[Activity] Every line from the line containing "box: [320, 230, 388, 266]" through the final line of the data is to be printed exactly; no other line is to appear.

(Stored items)
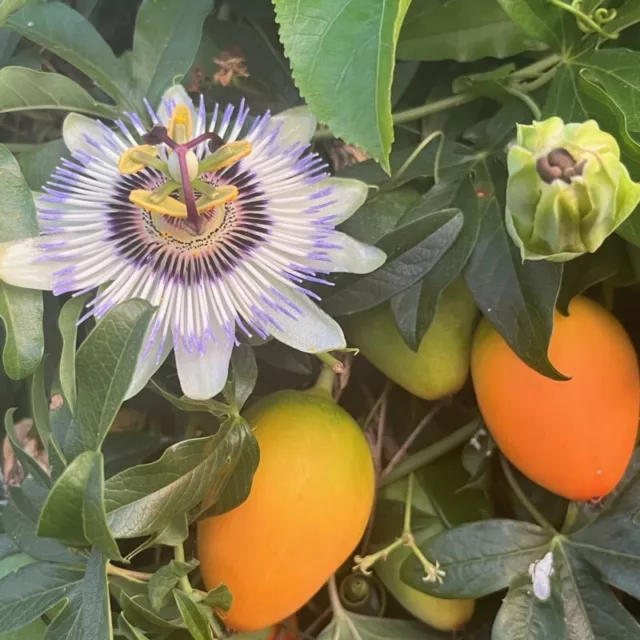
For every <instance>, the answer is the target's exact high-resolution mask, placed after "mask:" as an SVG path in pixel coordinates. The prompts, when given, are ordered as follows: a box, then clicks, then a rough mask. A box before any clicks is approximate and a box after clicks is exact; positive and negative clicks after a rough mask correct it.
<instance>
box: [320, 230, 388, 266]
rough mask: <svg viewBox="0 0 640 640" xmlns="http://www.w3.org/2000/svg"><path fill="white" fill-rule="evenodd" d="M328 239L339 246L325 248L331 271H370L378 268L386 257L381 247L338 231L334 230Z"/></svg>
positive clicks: (332, 244)
mask: <svg viewBox="0 0 640 640" xmlns="http://www.w3.org/2000/svg"><path fill="white" fill-rule="evenodd" d="M328 241H329V243H330V244H332V245H334V246H335V247H340V248H339V249H338V248H332V249H328V250H327V254H328V257H329V260H330V261H331V271H332V272H336V271H341V272H344V273H370V272H371V271H375V270H376V269H379V268H380V267H381V266H382V265H383V264H384V263H385V261H386V259H387V254H386V253H385V252H384V251H383V250H382V249H378V247H374V246H372V245H370V244H365V243H364V242H360V241H359V240H356V239H355V238H352V237H351V236H348V235H347V234H346V233H342V232H340V231H334V232H333V233H332V234H331V236H329V240H328Z"/></svg>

[Solution below]
box: [320, 230, 388, 266]
rough mask: <svg viewBox="0 0 640 640" xmlns="http://www.w3.org/2000/svg"><path fill="white" fill-rule="evenodd" d="M328 239L339 246L325 248L331 271H370L378 268L386 257L381 247L338 231L334 230Z"/></svg>
positive clicks: (332, 244)
mask: <svg viewBox="0 0 640 640" xmlns="http://www.w3.org/2000/svg"><path fill="white" fill-rule="evenodd" d="M328 241H329V243H330V244H332V245H334V246H335V247H340V248H339V249H338V248H332V249H328V250H327V254H328V257H329V260H330V261H331V271H332V272H336V271H341V272H344V273H370V272H371V271H375V270H376V269H379V268H380V267H381V266H382V265H383V264H384V263H385V261H386V259H387V254H386V253H385V252H384V251H383V250H382V249H378V247H374V246H372V245H370V244H365V243H364V242H360V241H359V240H356V239H355V238H352V237H351V236H348V235H347V234H346V233H342V232H340V231H334V232H333V233H332V234H331V236H329V240H328Z"/></svg>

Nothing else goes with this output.